***** RECORDS FOR PROCESSING *****

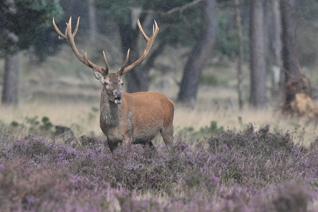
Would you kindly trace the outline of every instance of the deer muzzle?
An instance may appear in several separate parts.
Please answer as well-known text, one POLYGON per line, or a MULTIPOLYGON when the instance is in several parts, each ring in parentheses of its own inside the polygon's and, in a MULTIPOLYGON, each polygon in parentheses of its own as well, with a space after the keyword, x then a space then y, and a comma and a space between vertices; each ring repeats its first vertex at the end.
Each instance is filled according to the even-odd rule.
POLYGON ((115 96, 114 101, 115 104, 121 104, 121 98, 122 97, 122 92, 121 91, 115 91, 114 93, 115 96))

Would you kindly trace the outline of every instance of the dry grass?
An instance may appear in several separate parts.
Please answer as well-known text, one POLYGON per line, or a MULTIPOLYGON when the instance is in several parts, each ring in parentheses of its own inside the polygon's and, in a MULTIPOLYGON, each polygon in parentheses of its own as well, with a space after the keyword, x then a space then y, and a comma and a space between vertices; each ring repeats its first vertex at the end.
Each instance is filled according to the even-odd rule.
MULTIPOLYGON (((0 106, 0 121, 7 124, 13 121, 23 123, 26 117, 37 116, 40 120, 46 116, 54 125, 71 127, 77 135, 92 132, 96 134, 102 134, 99 127, 99 112, 95 111, 99 107, 101 85, 87 67, 70 54, 67 47, 63 47, 56 57, 49 58, 40 66, 31 62, 25 52, 21 52, 20 58, 24 60, 20 63, 23 69, 20 72, 20 105, 17 108, 0 106), (67 58, 68 62, 63 58, 67 58), (57 63, 57 59, 60 62, 57 63)), ((0 69, 3 65, 3 60, 0 60, 0 69)), ((215 74, 218 79, 228 79, 228 86, 200 86, 194 108, 175 104, 175 132, 189 127, 198 130, 209 126, 212 121, 216 121, 218 126, 225 129, 235 130, 243 129, 249 122, 258 127, 270 123, 274 130, 292 131, 297 128, 299 133, 305 127, 305 142, 315 140, 318 135, 317 121, 283 115, 277 106, 279 102, 271 103, 266 108, 259 109, 249 108, 245 103, 243 109, 239 111, 236 103, 235 67, 212 66, 205 70, 215 74)), ((181 74, 181 72, 172 71, 163 73, 160 70, 152 71, 157 77, 149 90, 163 93, 175 103, 179 88, 175 80, 179 81, 181 74)), ((246 67, 244 73, 247 93, 249 80, 246 67)), ((2 90, 1 86, 0 89, 2 90)))
MULTIPOLYGON (((211 90, 213 91, 213 89, 211 90)), ((230 91, 223 92, 231 93, 230 91)), ((53 99, 54 102, 48 99, 38 99, 29 101, 17 108, 0 106, 0 120, 8 124, 13 121, 23 123, 26 117, 37 116, 40 120, 46 116, 54 125, 70 127, 78 135, 91 132, 101 135, 99 124, 99 112, 96 111, 99 107, 99 98, 94 96, 91 101, 84 99, 81 102, 83 99, 80 98, 66 101, 63 97, 60 99, 56 97, 53 99)), ((218 126, 235 130, 244 129, 249 122, 255 123, 258 127, 269 123, 275 130, 293 131, 297 128, 298 133, 305 127, 304 142, 307 144, 314 140, 317 136, 316 122, 305 118, 286 116, 277 108, 269 106, 266 109, 255 109, 246 106, 239 111, 237 108, 231 108, 226 99, 224 102, 217 103, 212 101, 213 97, 205 102, 200 100, 202 98, 199 95, 198 103, 194 108, 176 104, 174 120, 175 132, 189 127, 199 130, 201 127, 209 126, 211 121, 215 121, 218 126)))

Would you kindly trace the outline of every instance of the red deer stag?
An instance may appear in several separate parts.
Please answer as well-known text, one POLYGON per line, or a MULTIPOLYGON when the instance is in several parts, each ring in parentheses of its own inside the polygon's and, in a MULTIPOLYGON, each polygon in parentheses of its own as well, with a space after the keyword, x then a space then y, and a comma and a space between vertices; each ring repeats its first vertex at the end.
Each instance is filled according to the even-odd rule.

*****

# WHAT YOU WILL DO
Reproduce the listing above with "Would you kindly" changed to "Could you" wherever it occurs and everything else left as it is. Leave the pictures out.

# OUTPUT BELOW
Could you trace the outline of every instance of the deer muzzle?
An instance may appear in several separate parts.
Please answer as well-known text, one POLYGON per line, or a MULTIPOLYGON when the instance is in several parts, each ring in parentheses of its own inside the polygon's and, in a MULTIPOLYGON, each polygon in parentheses of its own as well, with a space after the keyword, x then a space then y, and a comma and a space between vertices; each ring repeats its first vertex at the end.
Each instance is filled according to the even-odd rule.
POLYGON ((115 96, 114 101, 115 104, 121 104, 121 98, 122 97, 122 92, 121 91, 115 91, 114 93, 115 96))

Could you trace the outline of every instance of the dry grass?
An instance may appear in several separate parts.
Please answer as well-known text, one POLYGON per line, or a MULTIPOLYGON when the instance is in several parts, each ring in parentheses of its own inside the polygon's and, in a MULTIPOLYGON, each polygon in parentheses of its own as well, with a space after the keyword, x then a space then y, and a comma and a space between vertices; each ring repeats its first vertex at the end.
Each instance is filled according to the even-odd rule.
MULTIPOLYGON (((0 106, 0 121, 7 124, 13 121, 23 123, 26 117, 37 116, 40 120, 46 116, 54 125, 71 127, 77 135, 92 132, 96 134, 102 134, 99 127, 99 112, 95 111, 99 107, 101 85, 87 67, 70 54, 67 47, 63 47, 56 57, 49 58, 40 66, 31 62, 25 52, 21 52, 20 58, 24 60, 20 63, 23 69, 20 72, 20 105, 17 108, 0 106), (67 58, 68 62, 63 58, 67 58), (57 63, 57 59, 60 62, 57 63)), ((0 69, 3 65, 3 60, 0 60, 0 69)), ((215 74, 218 79, 228 79, 228 86, 200 86, 194 108, 175 104, 175 132, 189 127, 198 130, 209 126, 212 121, 216 121, 218 126, 225 129, 235 130, 243 129, 249 122, 258 127, 270 123, 274 130, 292 131, 297 128, 299 133, 305 127, 305 142, 315 140, 318 135, 317 121, 283 115, 277 106, 279 102, 271 103, 266 108, 259 109, 249 108, 245 103, 243 109, 239 111, 236 103, 235 67, 212 66, 205 70, 215 74)), ((181 74, 181 72, 172 71, 163 73, 160 70, 152 71, 157 77, 149 90, 163 93, 175 103, 179 88, 175 80, 179 81, 181 74)), ((246 67, 244 73, 247 93, 249 80, 246 67)), ((2 90, 1 86, 0 89, 2 90)))
MULTIPOLYGON (((211 90, 213 91, 213 89, 211 90)), ((230 91, 223 92, 231 93, 230 91)), ((53 99, 54 102, 48 99, 38 99, 29 101, 17 108, 0 106, 0 120, 8 124, 13 121, 23 123, 26 117, 37 116, 40 120, 46 116, 54 125, 70 127, 78 135, 91 132, 101 135, 99 124, 99 112, 96 111, 99 107, 99 98, 94 96, 91 101, 84 99, 81 102, 83 99, 80 98, 66 101, 63 97, 60 99, 56 97, 53 99)), ((218 126, 235 130, 244 129, 249 122, 255 123, 258 127, 269 123, 275 130, 293 131, 297 128, 298 133, 305 127, 304 142, 307 144, 314 140, 317 136, 316 122, 305 118, 286 116, 277 108, 269 106, 266 109, 255 109, 246 106, 239 111, 237 108, 231 108, 226 99, 224 102, 217 103, 212 101, 213 97, 205 102, 200 100, 202 98, 199 95, 198 103, 194 108, 176 104, 174 120, 175 132, 189 127, 199 130, 201 127, 209 126, 211 121, 215 121, 218 126)))

Could you trace the outline of every instance of the red deer stag?
An instance may appear in several separate parts.
Please answer as well-known text, one POLYGON per line, or a MULTIPOLYGON when the instance is in several parts, each ring in parentheses of its own inside the polygon's and, in a MULTIPOLYGON, each polygon in parentheses of its own as well, with a space after the keyword, x then a space then y, and a comma and a space between vertices; each ring repeats its first vertex at the end.
Each instance is filled according to the even-odd rule.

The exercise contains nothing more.